- **Task statement**: The answer must consist of each line below that contains the word "target", copied in full.

- **Data to use**:
════════════════

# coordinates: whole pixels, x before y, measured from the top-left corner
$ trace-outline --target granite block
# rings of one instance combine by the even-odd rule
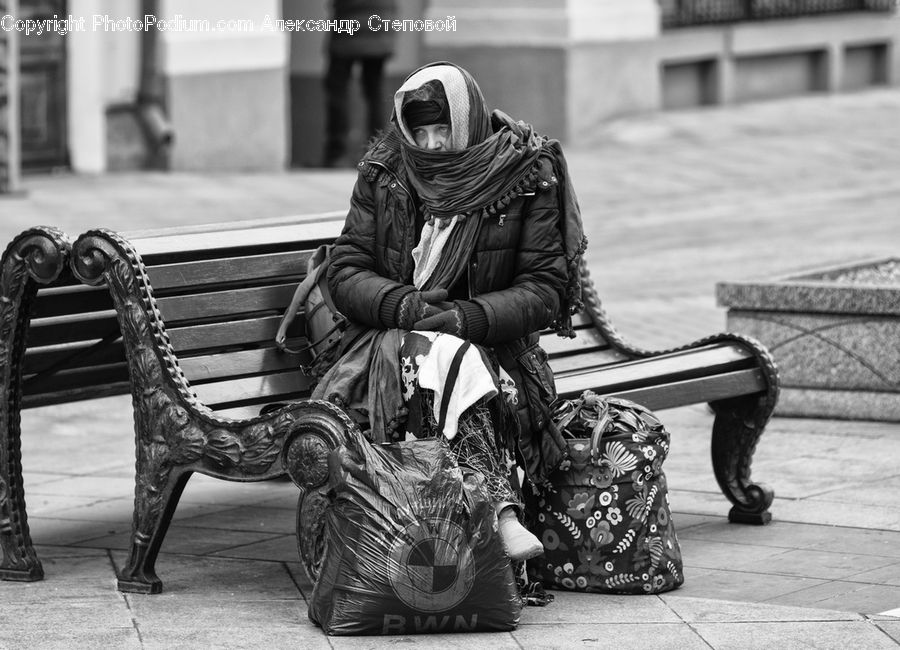
[[[716,286],[728,330],[778,364],[776,414],[900,421],[898,269],[889,258]]]
[[[897,306],[900,288],[809,282],[720,282],[716,285],[716,303],[733,309],[900,315]]]
[[[900,393],[783,387],[775,415],[900,422]]]
[[[893,258],[833,266],[770,281],[720,282],[716,301],[731,309],[900,315]]]
[[[731,310],[727,329],[763,343],[785,387],[900,393],[900,318]]]

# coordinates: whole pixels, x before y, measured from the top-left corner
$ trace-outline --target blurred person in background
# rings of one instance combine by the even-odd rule
[[[332,18],[355,20],[359,31],[328,32],[328,70],[325,73],[325,167],[352,167],[356,156],[347,151],[350,131],[348,90],[355,64],[359,64],[366,103],[366,139],[384,128],[383,88],[385,63],[394,53],[394,32],[368,27],[373,15],[382,20],[397,17],[394,0],[332,0]],[[376,26],[380,23],[376,22]]]

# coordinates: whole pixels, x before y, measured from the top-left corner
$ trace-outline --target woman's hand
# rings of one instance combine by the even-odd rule
[[[466,338],[466,315],[453,303],[448,303],[450,309],[441,311],[433,316],[428,316],[413,324],[414,330],[420,332],[444,332],[453,334],[461,339]]]
[[[411,291],[403,297],[397,308],[397,325],[401,329],[413,329],[416,322],[444,311],[445,307],[441,305],[453,306],[453,303],[446,303],[446,300],[446,289]]]
[[[432,305],[441,311],[416,321],[414,330],[444,332],[473,343],[481,343],[487,335],[488,323],[484,308],[472,300],[456,300]]]

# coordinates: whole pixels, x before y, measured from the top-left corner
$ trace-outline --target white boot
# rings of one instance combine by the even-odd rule
[[[503,548],[509,559],[513,561],[528,560],[544,552],[541,540],[519,523],[515,508],[510,504],[497,504],[497,522],[500,528],[500,539],[503,540]]]

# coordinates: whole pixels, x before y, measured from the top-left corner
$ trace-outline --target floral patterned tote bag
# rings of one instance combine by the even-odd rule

════════════════

- **Your response**:
$ trace-outline --target granite block
$ trace-outline --target blurred person in background
$ trace-outline --target woman's hand
$ trace-outline --target white boot
$ trace-outline --target floral patterned tote bag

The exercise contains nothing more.